◆ **Document excerpt**
** BEGIN **

Overall, both stores are trading well up on our expectations. The traffic is great. I don’t get paid to sit there and look at all of the things we’re doing really, really well. I certainly like to recognise those and I do applaud the teams that do them, but my efforts get spent on, ‘what aren’t we doing so well?’ and ‘How do we fix that for the next store?’. I like that sort of challenge. I’d rather identify the things we’re not doing well myself, rather than a customer or a competitor or somebody else.
JG: What was the impetus for redoing the Rebel stores? Were the stores feeling a bit tired?
EB: The centres were re-developing, and those centres in particular were re-developing in a way to attract a different sort of customer. So customers that were shopping in those locations were asking for a different experience and a different product. They wanted a better apparel and footwear offering. If you look at what those centres are doing from a fashion perspective, they’re driving a lot of that sort of customer to those centres, so we need to make sure we’re delivering what that customer wants.

** END **

◆ **Exercise 1**
Say whether each statement agrees with the Rebel stores interview, answering yes or no and quoting the deciding words from it.
(a) Both stores are trading below expectations.
(b) The speaker would rather spot weak points personally than have a customer or competitor spot them.
(c) Customers in the redeveloping centres wanted a better apparel and footwear offering.

◆ **Dataset content**
** BEGIN **

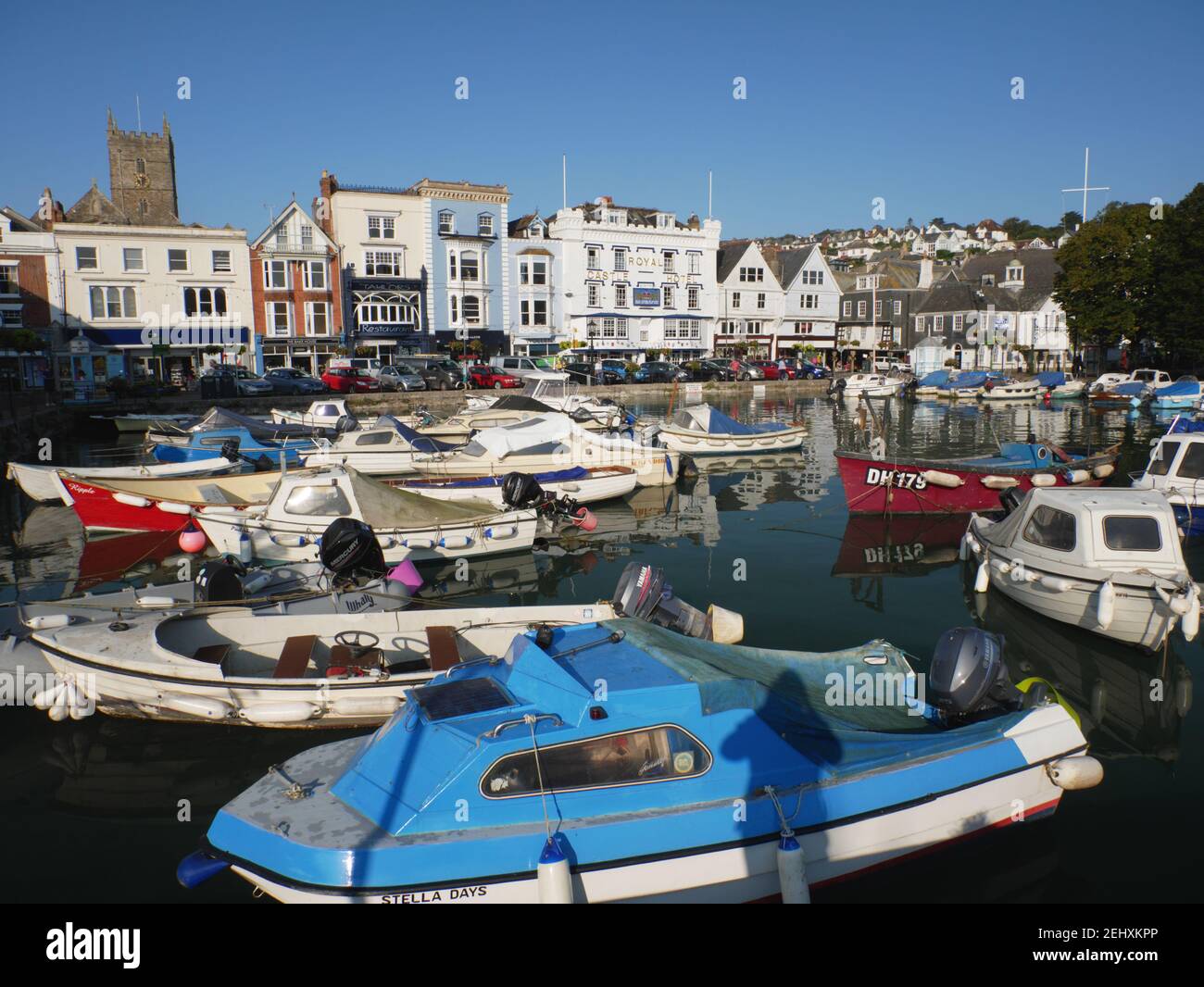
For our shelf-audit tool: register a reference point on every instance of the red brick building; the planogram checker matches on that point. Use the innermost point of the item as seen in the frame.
(295, 293)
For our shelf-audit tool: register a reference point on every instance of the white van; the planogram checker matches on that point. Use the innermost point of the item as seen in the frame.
(369, 365)
(521, 366)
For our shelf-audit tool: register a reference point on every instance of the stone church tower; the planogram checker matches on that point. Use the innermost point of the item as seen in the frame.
(143, 175)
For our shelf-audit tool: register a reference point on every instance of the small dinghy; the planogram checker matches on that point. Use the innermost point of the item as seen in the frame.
(877, 482)
(1108, 561)
(1062, 386)
(702, 430)
(288, 526)
(866, 384)
(584, 485)
(514, 781)
(1176, 470)
(348, 669)
(41, 481)
(1011, 390)
(548, 444)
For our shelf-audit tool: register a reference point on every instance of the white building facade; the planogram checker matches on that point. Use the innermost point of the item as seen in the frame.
(636, 280)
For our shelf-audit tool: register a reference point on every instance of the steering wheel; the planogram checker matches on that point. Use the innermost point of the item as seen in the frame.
(357, 639)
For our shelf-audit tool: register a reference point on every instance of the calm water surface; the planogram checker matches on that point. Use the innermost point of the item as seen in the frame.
(91, 809)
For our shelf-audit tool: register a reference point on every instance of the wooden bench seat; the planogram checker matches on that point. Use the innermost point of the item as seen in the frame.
(445, 649)
(295, 657)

** END **

◆ **Exercise 2**
Print, line for line and unchanged, the part of the records that opens with the line containing "of the wooden" and closes with the last line of the records, both included.

◆ **Exercise solution 1**
(a) No: "Overall, both stores are trading well up on our expectations."
(b) Yes: "I’d rather identify the things we’re not doing well myself, rather than a customer or a competitor or somebody else."
(c) Yes: "They wanted a better apparel and footwear offering."

◆ **Exercise solution 2**
For our shelf-audit tool: register a reference point on every instance of the wooden bench seat; the planogram checker matches on that point. Use the innermost point of the item as seen in the frame.
(445, 649)
(295, 657)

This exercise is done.